Natural-language object grounding data:
++++++++

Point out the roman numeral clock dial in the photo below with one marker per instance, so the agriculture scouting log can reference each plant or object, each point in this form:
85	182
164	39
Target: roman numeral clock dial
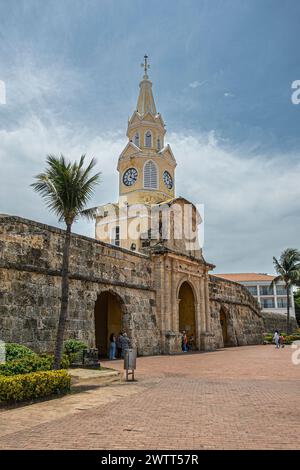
130	176
168	179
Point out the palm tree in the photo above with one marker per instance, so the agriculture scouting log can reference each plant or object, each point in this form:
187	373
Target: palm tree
288	270
66	188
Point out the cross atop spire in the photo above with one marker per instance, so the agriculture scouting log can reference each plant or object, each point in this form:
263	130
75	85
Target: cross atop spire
145	66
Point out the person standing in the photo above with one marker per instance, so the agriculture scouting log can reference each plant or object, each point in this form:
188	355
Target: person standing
276	338
119	346
112	347
124	344
184	341
281	340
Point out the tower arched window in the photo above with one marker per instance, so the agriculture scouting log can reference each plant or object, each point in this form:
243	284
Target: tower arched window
137	139
148	139
150	175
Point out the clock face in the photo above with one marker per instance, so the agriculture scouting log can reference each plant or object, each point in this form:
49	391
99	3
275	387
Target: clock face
168	179
130	176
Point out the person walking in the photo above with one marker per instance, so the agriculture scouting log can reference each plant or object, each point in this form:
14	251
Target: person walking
276	338
112	347
184	341
124	344
281	340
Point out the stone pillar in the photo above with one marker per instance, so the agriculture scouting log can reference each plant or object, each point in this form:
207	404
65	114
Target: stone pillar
198	325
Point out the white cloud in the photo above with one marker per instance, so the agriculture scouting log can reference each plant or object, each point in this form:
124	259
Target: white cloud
251	203
228	94
196	84
2	92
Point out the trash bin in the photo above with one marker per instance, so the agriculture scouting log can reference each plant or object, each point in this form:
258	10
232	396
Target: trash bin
130	362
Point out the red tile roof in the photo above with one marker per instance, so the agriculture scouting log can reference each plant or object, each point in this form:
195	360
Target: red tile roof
244	277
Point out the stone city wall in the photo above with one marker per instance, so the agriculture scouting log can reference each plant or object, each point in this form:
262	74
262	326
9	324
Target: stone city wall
30	277
240	310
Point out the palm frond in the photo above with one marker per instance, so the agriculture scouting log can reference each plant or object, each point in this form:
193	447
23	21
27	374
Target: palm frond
66	187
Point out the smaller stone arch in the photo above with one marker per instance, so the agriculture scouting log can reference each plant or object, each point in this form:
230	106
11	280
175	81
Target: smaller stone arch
223	318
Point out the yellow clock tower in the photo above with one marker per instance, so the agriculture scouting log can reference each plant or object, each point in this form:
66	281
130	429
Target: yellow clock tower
146	166
146	187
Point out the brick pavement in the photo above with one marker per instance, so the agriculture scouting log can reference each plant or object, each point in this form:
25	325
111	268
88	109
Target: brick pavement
238	398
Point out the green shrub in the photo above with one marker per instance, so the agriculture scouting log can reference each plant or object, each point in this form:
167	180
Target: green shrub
34	385
17	351
291	338
72	346
31	364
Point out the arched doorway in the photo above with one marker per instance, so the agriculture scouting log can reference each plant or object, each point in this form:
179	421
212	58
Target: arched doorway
108	319
224	326
187	321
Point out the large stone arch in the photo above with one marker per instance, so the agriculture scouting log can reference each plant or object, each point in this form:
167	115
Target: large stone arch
110	317
188	310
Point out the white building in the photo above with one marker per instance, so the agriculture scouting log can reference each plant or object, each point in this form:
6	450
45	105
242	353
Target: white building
271	298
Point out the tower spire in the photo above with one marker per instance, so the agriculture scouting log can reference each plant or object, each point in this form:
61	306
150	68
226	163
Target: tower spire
145	100
145	66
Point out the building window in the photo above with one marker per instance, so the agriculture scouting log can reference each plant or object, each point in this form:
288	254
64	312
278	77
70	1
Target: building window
150	175
280	290
115	239
148	139
282	302
266	290
137	139
267	303
252	289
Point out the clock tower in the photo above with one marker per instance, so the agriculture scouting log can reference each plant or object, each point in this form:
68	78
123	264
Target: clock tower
147	212
146	166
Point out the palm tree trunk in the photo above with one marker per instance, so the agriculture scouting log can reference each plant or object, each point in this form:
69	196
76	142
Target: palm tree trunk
64	300
288	310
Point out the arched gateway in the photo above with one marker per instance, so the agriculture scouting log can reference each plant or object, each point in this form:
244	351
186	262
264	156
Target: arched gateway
187	317
108	319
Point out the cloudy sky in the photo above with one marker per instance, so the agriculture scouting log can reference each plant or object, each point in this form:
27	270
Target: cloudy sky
222	72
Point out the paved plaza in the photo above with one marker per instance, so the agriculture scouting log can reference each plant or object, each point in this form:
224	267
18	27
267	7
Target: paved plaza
237	398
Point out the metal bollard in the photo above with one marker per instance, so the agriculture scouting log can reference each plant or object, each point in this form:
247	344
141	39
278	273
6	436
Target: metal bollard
130	363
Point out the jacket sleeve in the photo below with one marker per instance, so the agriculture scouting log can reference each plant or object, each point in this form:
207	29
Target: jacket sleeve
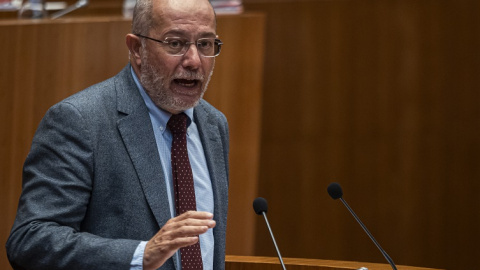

++++++++

**GOAL OF THE EXERCISE:** Every entry above needs to be retyped exactly; drop the pictures.

**OUTPUT FOR THIS EXERCISE:**
Point out the roman numeral clock dial in the photo below with one marker per instance, so the agriculture scouting log can reference each plant or object, each point in this form:
85	182
164	39
Target: roman numeral clock dial
130	176
168	179
Point out the palm tree in the photo above with one marker per instance, so the agriculture scouting log can reference each plant or object, each point in this form:
187	373
Target: palm tree
288	270
66	188
Point out the cross atop spire in the photo above with one marker per instance, so the agriculture scouting log can reference each plant or object, each point in this form:
263	130
75	85
Target: cross atop spire
145	66
Point out the person standing in the photo above with one marker per instance, so the agriculture scouting log can reference each plant or object, each point in this form:
188	355
Target: person standing
276	338
119	346
112	347
124	344
184	341
281	340
Point out the tower arched window in the photo above with one marker per instance, so the agriculture scouting log can reference each plant or object, each point in this form:
243	284
Target: tower arched window
137	139
148	139
150	175
Point out the clock face in the photo above with one marker per instance, so the agriculture scouting log can reference each plant or object, each point in this form:
49	391
99	3
275	387
Target: clock face
168	179
130	176
Point out the person walking in the photo above with one marker per instance, so the agriculture scouting log can reference each plant or object, each point in this form:
14	251
Target: person walking
276	338
112	347
184	341
124	344
281	340
Point out the stone pillar in the photo above with one marker per instance, so the agriculture scouting log can reference each plant or object, each point in this form:
207	404
65	114
Target: stone pillar
198	325
Point out the white cloud in the photo above with one marker per instance, so the agriculture scouting log can reference each plant or object, each point in this form:
124	259
Target: white cloud
251	203
228	94
196	84
2	92
Point out the trash bin in the photo above with one marker per instance, so the agriculture scouting log can reference each plant or object, each point in this form:
258	10
232	396
Target: trash bin
130	362
Point out the red tile roof in the photo above with one marker per instance, so the agriculture scouting log can reference each plant or object, each point in this form:
195	360
Target: red tile roof
244	277
Point out the stone city wall in the photo above with one marker per instance, so the agriculture scouting log can reference each plant or object, each point in this form:
262	74
262	326
9	324
Target: stone city wall
30	277
240	310
Point out the palm frond in the photo above with one marker per instance, so the agriculture scouting log can reference each plant or object, each point in this form:
193	447
23	21
27	374
Target: palm frond
66	187
Point out the smaller stone arch in the photo above with one marker per instance, so the agriculture scouting log can reference each plant or object, each point in this form:
230	106
11	280
175	81
Target: smaller stone arch
223	318
Point out the yellow clock tower in the photo above with one marker per instance, so the agriculture scouting log can reference each plant or object, each point in this form:
66	281
130	429
Target: yellow clock tower
146	166
146	187
Point out the brick pavement in the photo above with one marker per instance, so the agriculture scouting log can reference each plant or object, each point in this form:
25	325
111	268
88	109
Target: brick pavement
238	398
Point out the green shrub in the photo above with one marker per instance, so the agriculture scouting log can reference each plant or object, each point in this form:
167	180
Target: green shrub
34	385
17	351
291	338
72	346
31	364
Point out the arched doorway in the photo above with one marker per instance, so the agriculture scouting log can reference each plant or object, each point in this form:
179	421
212	58
Target: arched doorway
108	319
224	326
187	321
Point out the large stone arch in the photo above with one marker per instance, so the agriculture scouting log can reference each plant or object, each point in this form:
167	115
Target: large stone arch
110	317
188	310
Point out the white building in the photo above with one marker per instance, so the agriculture scouting log can reference each plant or object, each point in this form:
6	450
45	105
242	353
Target: white building
271	298
Point out the tower spire in the photo above with one marker per instance, so the agriculture scouting log can reference each plant or object, each point in this form:
61	306
150	68
226	163
Target: tower spire
145	100
145	66
Point out the building window in the photo above with one marker per instance, so the agriculture scouting log can reference each plant or object, each point in this form:
288	254
64	312
278	77
70	1
Target: building window
150	175
280	290
115	239
148	139
282	302
266	290
137	139
267	303
252	289
Point out the clock tower in the photo above with one marker per instance, so the agriculture scouting log can reference each plant or object, each point in this form:
68	78
123	264
Target: clock tower
147	212
146	166
Point out the palm tree trunk in the photo above with one marker per instance, so the agriculture scouting log can reference each plant or object, each point in this form:
69	196
76	142
Target: palm tree trunk
64	300
288	310
Point out the arched gateway in the photo above with one marker per instance, so the agriculture scouting log can reference each plant or object, each point in this form:
244	351
186	262
264	156
Target: arched gateway
187	317
108	319
Point out the cloudy sky in the photo above with one marker per instance, so the agriculture scouting log can reference each plant or object, each point in this form:
27	270
Target: cloudy sky
222	72
Point out the paved plaza in the photo above with one marker per instance, so the agriculture scouting log can reference each plant or object, each point in this form:
224	267
18	27
267	7
Target: paved plaza
237	398
Point out the metal bollard in the photo above with one marker per instance, so the agriculture scouting log can reference each plant or object, each point in this form:
247	344
141	39
278	273
6	436
Target: metal bollard
130	363
Point out the jacket sleeve in the photo below with one marker per instance, so the agriculture scouting log can reference each plant or object, each point in this form:
207	29
Target: jacket sleeve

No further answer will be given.